====== Excerpted records

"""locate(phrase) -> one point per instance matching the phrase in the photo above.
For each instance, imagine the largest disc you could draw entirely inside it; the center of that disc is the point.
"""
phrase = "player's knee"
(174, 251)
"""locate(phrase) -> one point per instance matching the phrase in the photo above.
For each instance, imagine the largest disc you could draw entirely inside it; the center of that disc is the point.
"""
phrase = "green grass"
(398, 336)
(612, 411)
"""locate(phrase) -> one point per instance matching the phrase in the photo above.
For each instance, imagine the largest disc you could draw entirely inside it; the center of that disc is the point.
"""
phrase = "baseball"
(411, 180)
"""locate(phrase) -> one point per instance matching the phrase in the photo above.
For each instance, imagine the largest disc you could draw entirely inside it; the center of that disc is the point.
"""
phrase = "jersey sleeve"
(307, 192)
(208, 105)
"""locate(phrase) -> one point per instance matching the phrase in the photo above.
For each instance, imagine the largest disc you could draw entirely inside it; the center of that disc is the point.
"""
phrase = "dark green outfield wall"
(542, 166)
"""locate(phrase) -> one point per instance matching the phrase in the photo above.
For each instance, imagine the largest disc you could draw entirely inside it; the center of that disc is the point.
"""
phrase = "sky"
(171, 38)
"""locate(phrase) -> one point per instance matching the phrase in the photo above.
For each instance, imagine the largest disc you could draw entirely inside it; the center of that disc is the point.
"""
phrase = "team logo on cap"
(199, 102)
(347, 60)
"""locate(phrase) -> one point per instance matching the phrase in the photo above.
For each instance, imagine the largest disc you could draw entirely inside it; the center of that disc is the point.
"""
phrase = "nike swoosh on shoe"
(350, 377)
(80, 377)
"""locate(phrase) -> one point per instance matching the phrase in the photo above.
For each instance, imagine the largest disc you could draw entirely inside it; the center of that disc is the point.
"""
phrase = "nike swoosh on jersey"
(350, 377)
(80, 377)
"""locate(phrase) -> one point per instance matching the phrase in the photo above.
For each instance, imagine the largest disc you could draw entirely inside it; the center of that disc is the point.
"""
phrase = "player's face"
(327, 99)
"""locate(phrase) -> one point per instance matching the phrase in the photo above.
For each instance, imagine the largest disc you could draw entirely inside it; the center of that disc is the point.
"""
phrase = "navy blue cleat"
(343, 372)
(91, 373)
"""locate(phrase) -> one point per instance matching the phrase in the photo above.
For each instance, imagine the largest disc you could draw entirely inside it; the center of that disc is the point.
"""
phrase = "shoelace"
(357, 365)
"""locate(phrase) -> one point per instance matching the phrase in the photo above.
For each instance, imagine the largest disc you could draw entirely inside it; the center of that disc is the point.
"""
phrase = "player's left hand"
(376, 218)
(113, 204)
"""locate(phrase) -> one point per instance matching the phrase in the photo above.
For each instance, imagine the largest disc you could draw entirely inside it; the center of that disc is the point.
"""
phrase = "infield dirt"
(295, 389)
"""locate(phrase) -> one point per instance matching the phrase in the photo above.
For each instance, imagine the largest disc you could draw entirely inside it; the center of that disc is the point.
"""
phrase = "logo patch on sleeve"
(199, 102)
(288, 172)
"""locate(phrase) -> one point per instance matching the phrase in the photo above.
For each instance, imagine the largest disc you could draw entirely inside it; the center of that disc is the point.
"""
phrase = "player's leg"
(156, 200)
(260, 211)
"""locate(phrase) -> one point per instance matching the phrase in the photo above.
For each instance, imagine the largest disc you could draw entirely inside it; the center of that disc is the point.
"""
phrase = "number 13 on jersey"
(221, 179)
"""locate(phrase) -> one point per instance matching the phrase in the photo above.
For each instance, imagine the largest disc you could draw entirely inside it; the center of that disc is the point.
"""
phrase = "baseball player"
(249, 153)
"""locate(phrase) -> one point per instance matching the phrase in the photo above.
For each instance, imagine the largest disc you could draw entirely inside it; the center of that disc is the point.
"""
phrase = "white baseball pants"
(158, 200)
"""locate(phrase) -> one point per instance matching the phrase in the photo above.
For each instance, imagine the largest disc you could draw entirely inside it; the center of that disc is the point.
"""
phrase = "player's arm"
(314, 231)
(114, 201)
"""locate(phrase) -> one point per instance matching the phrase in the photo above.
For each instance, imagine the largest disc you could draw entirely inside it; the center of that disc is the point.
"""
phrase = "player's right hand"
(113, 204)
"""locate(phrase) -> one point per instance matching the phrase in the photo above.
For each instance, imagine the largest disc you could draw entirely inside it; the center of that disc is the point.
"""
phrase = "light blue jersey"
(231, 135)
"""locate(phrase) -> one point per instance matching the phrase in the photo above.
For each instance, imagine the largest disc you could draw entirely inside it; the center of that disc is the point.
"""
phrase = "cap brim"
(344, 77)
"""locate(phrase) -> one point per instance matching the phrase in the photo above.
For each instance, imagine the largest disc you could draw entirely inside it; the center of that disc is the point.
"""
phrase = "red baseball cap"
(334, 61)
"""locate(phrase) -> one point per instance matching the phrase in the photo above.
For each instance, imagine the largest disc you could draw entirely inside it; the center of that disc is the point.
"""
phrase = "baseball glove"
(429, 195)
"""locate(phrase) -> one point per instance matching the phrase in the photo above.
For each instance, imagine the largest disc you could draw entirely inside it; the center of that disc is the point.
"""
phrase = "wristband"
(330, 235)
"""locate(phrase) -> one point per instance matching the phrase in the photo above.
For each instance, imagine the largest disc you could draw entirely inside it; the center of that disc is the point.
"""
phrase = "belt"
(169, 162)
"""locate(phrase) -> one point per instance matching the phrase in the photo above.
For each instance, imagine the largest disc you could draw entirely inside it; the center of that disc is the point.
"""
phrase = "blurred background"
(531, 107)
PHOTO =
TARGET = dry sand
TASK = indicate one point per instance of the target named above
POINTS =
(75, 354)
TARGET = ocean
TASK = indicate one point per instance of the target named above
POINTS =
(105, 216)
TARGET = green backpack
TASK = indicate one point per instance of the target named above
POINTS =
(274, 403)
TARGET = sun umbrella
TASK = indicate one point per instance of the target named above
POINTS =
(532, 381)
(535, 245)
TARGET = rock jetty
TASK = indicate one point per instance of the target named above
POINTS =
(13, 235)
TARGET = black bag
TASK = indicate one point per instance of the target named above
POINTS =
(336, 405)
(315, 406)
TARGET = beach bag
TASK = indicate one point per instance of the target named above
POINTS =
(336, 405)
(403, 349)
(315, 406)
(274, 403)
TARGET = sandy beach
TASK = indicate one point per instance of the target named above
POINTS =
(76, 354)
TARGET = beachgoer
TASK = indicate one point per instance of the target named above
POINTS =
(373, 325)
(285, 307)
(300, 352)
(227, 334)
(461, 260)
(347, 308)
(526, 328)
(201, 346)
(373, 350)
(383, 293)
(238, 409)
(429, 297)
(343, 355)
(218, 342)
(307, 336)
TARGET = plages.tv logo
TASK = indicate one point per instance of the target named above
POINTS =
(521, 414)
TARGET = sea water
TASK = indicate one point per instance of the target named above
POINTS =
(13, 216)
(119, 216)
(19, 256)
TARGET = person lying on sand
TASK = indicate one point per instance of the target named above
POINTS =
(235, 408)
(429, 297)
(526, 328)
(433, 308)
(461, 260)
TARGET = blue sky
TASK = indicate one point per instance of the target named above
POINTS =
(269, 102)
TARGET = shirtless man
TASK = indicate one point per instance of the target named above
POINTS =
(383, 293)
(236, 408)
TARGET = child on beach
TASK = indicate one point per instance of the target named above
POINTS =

============

§ **What the task asks**
Make an exact copy of the listing, including every line.

§ **Completed exercise**
"""locate(phrase) -> one point per instance matching the phrase in the photo above.
For each instance, imagine the largest disc you could draw entirely inside it; the center of that disc is the point.
"""
phrase = "player's knee"
(174, 251)
"""locate(phrase) -> one point per instance matching the phrase in the photo above.
For each instance, imagine the largest disc you could draw entirely inside it; the center of that disc is the point.
"""
phrase = "green grass"
(398, 336)
(612, 411)
"""locate(phrase) -> one point per instance matching the phrase in the photo above.
For each instance, imagine the largest disc you could draw entirely inside it; the center of that disc is the point.
"""
phrase = "baseball"
(411, 180)
"""locate(phrase) -> one point per instance matching the phrase in the photo above.
For each instance, imagine the largest disc you could draw entirely inside it; the center of that disc is the point.
"""
phrase = "jersey sleeve"
(307, 192)
(208, 105)
"""locate(phrase) -> one point per instance matching the phrase in the photo above.
For each instance, imagine the largest disc you could draw entirely inside it; the center of that disc is the point.
"""
phrase = "dark green outfield wall"
(542, 166)
"""locate(phrase) -> one point per instance matching the phrase in the photo above.
For each instance, imagine the largest disc you could draw entirely inside it; the center of that disc is the point.
"""
phrase = "sky"
(171, 38)
"""locate(phrase) -> one point per instance matching the phrase in the photo above.
For each instance, imagine the largest disc you could draw entirely inside it; the center of that disc is the point.
"""
phrase = "team logo on cap"
(199, 102)
(347, 60)
"""locate(phrase) -> one point per instance matching the phrase in the photo above.
For each instance, imagine the largest disc you could draw entirely inside it; the center of that disc is the point.
"""
phrase = "nike swoosh on shoe"
(350, 377)
(80, 377)
"""locate(phrase) -> one point per instance matching the phrase in the photo above.
For each instance, imagine the largest disc you could draw entirely inside it; the center of that disc is the point.
"""
phrase = "nike swoosh on jersey"
(350, 377)
(80, 377)
"""locate(phrase) -> one point per instance matching the phrase in the photo above.
For each instance, imagine the largest disc you could draw entirely inside it; the center of that disc is the point.
"""
phrase = "player's face"
(327, 99)
"""locate(phrase) -> one point per instance matching the phrase in the photo above.
For each instance, imagine the largest disc you could draw entirely inside it; the center of that disc is the point.
"""
phrase = "navy blue cleat"
(343, 372)
(91, 373)
"""locate(phrase) -> one point per instance matching the phrase in the photo above.
For each instance, imagine the largest disc you could draw entirely inside it; the center of that disc is the point.
"""
phrase = "shoelace"
(357, 365)
"""locate(phrase) -> one point per instance matching the phrase in the photo above.
For each instance, imagine the largest disc you could draw entirely inside it; the center of that disc is the point.
"""
phrase = "player's left hand"
(376, 218)
(113, 204)
"""locate(phrase) -> one point per instance matching the phrase in the photo above.
For each instance, imagine the largest disc you could draw entirely inside it; the center of that disc is the point.
"""
phrase = "infield dirt"
(295, 389)
"""locate(phrase) -> one point per instance matching the phrase in the photo above.
For each instance, imagine the largest disc you could draw entirely inside it; the center of that disc is the point.
"""
phrase = "logo patch on sleeve"
(199, 102)
(288, 172)
"""locate(phrase) -> one point per instance matching the phrase in the photo above.
For each instance, imagine the largest disc you could draw entirely inside it; the center of that disc is the point.
"""
phrase = "player's leg"
(156, 200)
(260, 211)
"""locate(phrase) -> one point per instance matching the phrase in the photo above.
For each instance, imagine the largest disc you could draw entirely inside it; the center of that disc is the point.
"""
phrase = "number 13 on jersey"
(221, 179)
"""locate(phrase) -> one point per instance matching the phrase in the photo above.
For each instance, imagine the largest disc you could draw entirely inside it; the center of that disc is the point.
"""
phrase = "baseball player"
(249, 153)
"""locate(phrase) -> one point per instance matching the phrase in the photo above.
For each instance, imagine the largest disc you could draw entirely inside it; the center of that disc is the point.
"""
phrase = "white baseball pants"
(158, 200)
"""locate(phrase) -> one point per instance matching the phrase in the photo above.
For each instance, imagine the largest disc you could draw entirely inside it; the center of that disc is the point.
"""
phrase = "player's arm"
(314, 231)
(114, 201)
"""locate(phrase) -> one point per instance matching the phrase in the photo above.
For each instance, imagine the largest disc you could draw entirely inside it; the center of that disc is the point.
"""
phrase = "player's right hand"
(113, 204)
"""locate(phrase) -> one point per instance matching the phrase in the photo above.
For each instance, imagine the largest disc you could draw entirely inside it; the center of that disc is the point.
"""
phrase = "light blue jersey"
(231, 135)
"""locate(phrase) -> one point per instance matching the phrase in the photo above.
For each instance, imagine the largest disc you could draw entirely inside it; the center of that disc is the point.
"""
phrase = "cap brim"
(344, 77)
"""locate(phrase) -> one point per instance matching the phrase in the photo above.
For each instance, imagine the largest disc you could draw entirely inside it; the center of that disc is the point.
"""
phrase = "red baseball cap"
(334, 61)
"""locate(phrase) -> one point per instance matching the phrase in the photo above.
For each instance, imagine the largest disc you could draw entirely inside it; the center of that disc is the point.
"""
phrase = "baseball glove"
(429, 195)
"""locate(phrase) -> one point per instance matching the phrase in the photo above.
For each instance, imagine the largest disc you could draw entirely inside it; the center of that disc is the point.
"""
phrase = "wristband"
(330, 235)
"""locate(phrase) -> one point per instance matching the phrase in the photo above.
For each instance, imagine the largest disc you could draw entirely inside it; the center of that disc is the point.
"""
phrase = "belt"
(169, 162)
"""locate(phrase) -> one point per instance matching the phrase in the photo above.
For each instance, imagine the largest disc you could draw entirely inside it; the center of that disc is the point.
"""
phrase = "blurred background"
(531, 107)
PHOTO =
TARGET = dry sand
TASK = indicate one point per instance of the target named above
POINTS =
(75, 354)
TARGET = ocean
TASK = indicate one point per instance of the target named above
POINTS =
(105, 216)
TARGET = green backpack
TASK = indicate one point per instance of the target named above
POINTS =
(274, 403)
TARGET = sun umbrella
TASK = indicate one point per instance of the target named above
POINTS =
(532, 381)
(535, 245)
TARGET = rock jetty
TASK = indicate one point per instance of the target named above
POINTS =
(13, 235)
TARGET = black bag
TASK = indicate one point per instance of the target named above
POINTS =
(336, 405)
(315, 406)
TARGET = beach bag
TASK = indicate one point per instance of the target named above
POINTS =
(336, 405)
(403, 349)
(315, 406)
(274, 403)
TARGET = sandy beach
TASK = indicate one point per instance of the target named above
POINTS =
(76, 354)
TARGET = beachgoer
TASK = indicate one point per instance of the target named above
POINTS =
(373, 325)
(285, 307)
(300, 352)
(227, 334)
(461, 260)
(347, 308)
(526, 328)
(201, 346)
(373, 350)
(383, 293)
(238, 409)
(429, 297)
(343, 355)
(218, 342)
(307, 336)
TARGET = plages.tv logo
TASK = indicate one point per instance of the target named above
POINTS =
(521, 414)
TARGET = sea water
TASK = indicate one point per instance of the target named above
POINTS =
(13, 216)
(119, 216)
(19, 256)
TARGET = person lying on sand
TASK = indicate one point per instance of the target named above
POINTS =
(235, 408)
(429, 297)
(526, 328)
(433, 308)
(461, 260)
TARGET = blue sky
TASK = indicate one point per instance of the target named above
POINTS =
(269, 102)
TARGET = shirtless man
TASK = indicate one point per instance of the target named above
POINTS =
(383, 293)
(236, 408)
TARGET = child on beach
TASK = indicate one point per instance of the target named above
POINTS =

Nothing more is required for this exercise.